SUPPLIED ENTRIES →
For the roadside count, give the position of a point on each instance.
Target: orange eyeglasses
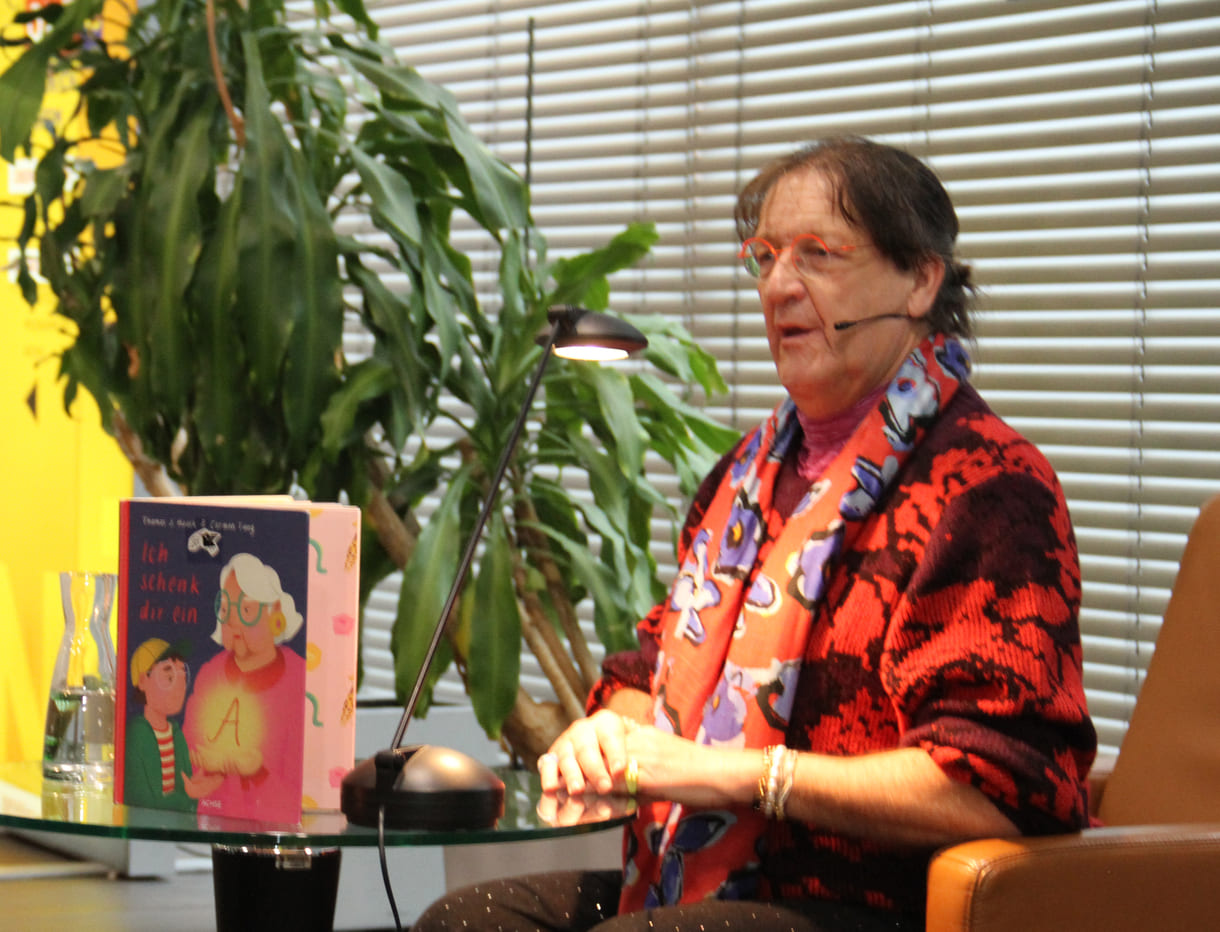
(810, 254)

...

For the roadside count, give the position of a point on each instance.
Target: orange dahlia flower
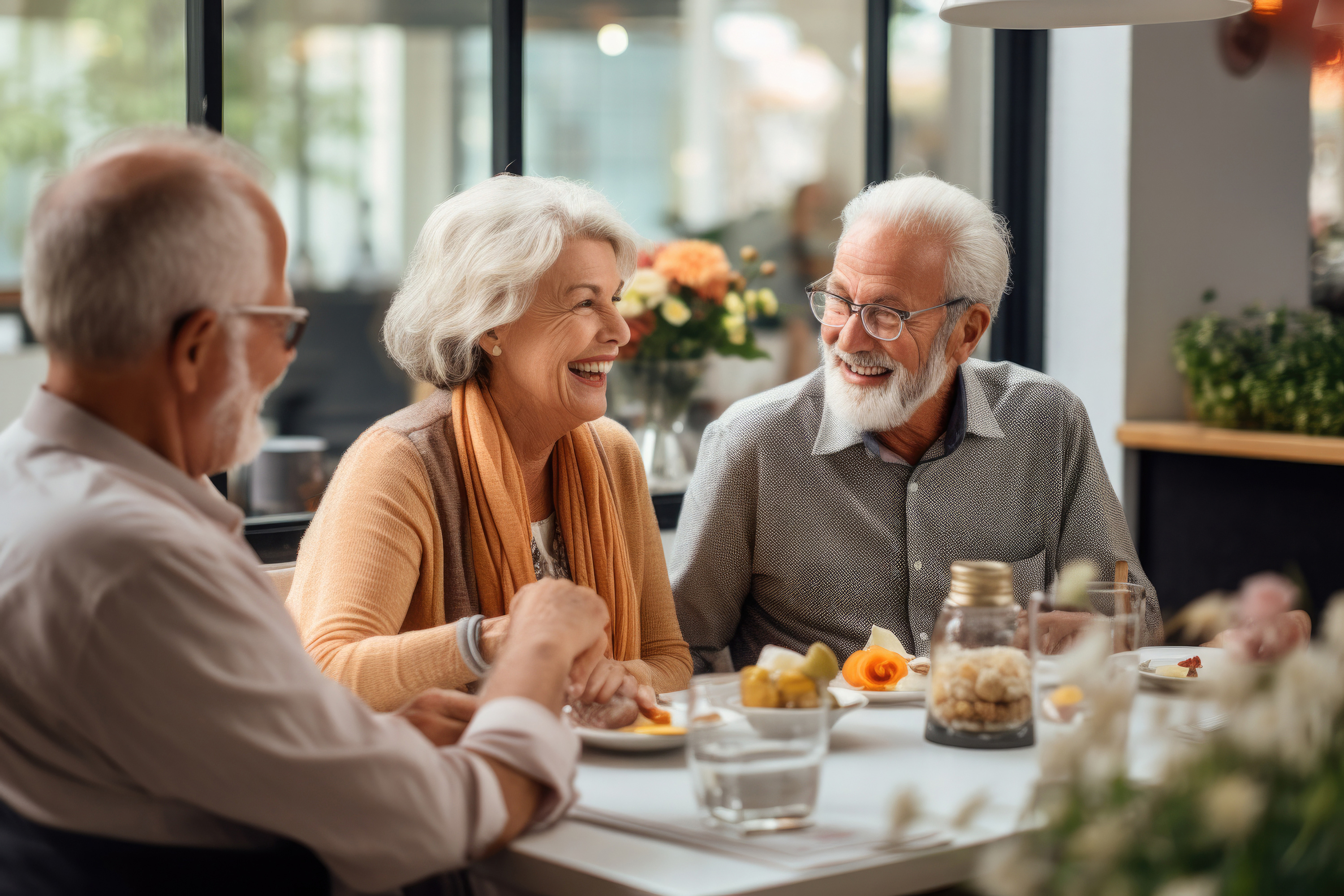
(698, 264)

--

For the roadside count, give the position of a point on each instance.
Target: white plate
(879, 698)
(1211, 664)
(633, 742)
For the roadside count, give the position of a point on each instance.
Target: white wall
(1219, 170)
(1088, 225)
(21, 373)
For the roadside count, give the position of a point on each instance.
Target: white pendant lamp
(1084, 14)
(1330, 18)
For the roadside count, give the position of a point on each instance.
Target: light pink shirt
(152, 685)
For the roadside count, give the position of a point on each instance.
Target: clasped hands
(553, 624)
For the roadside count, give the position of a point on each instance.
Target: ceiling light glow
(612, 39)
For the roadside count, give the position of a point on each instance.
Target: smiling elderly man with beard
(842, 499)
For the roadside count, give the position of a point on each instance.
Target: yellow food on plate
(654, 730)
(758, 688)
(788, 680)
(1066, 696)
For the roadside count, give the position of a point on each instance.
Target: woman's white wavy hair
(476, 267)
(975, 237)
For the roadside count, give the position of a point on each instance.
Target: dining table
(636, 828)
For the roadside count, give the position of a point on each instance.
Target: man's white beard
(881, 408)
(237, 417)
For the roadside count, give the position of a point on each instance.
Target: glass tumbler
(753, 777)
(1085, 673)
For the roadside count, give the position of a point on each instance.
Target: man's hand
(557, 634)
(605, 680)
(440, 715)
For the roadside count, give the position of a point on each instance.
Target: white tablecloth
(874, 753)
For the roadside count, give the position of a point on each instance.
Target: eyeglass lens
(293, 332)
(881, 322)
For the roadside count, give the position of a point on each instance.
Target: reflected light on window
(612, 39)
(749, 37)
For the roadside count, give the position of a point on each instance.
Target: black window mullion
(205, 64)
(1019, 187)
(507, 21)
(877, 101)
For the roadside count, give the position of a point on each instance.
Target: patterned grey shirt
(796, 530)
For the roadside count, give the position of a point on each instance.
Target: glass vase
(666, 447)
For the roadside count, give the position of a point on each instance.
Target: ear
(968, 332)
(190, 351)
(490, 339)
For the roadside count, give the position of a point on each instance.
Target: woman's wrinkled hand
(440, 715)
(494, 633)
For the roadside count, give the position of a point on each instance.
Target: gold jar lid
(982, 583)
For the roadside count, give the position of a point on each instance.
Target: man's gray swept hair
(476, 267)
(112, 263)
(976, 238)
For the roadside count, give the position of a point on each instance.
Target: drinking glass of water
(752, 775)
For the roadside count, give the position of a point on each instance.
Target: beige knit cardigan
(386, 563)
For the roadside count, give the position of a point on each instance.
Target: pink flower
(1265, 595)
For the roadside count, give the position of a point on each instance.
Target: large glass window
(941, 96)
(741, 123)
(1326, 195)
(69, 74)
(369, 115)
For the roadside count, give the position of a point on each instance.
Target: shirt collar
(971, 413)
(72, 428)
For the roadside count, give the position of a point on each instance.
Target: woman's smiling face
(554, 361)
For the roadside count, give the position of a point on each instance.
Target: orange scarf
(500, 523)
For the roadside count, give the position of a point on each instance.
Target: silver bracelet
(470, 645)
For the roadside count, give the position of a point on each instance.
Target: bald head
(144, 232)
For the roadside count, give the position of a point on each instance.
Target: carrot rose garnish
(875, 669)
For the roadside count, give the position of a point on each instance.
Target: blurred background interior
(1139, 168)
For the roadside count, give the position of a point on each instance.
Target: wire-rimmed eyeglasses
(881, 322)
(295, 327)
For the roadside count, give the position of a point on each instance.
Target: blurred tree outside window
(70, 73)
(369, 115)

THE REQUEST → Pick out every line of the data above that contains the string "white", and copy each of those lines in full.

ANSWER TO THE PROBLEM →
Target: white plate
Target: white wall
Target: white pendant lamp
Target: woman's white wavy hair
Target: man's white beard
Target: white tablecloth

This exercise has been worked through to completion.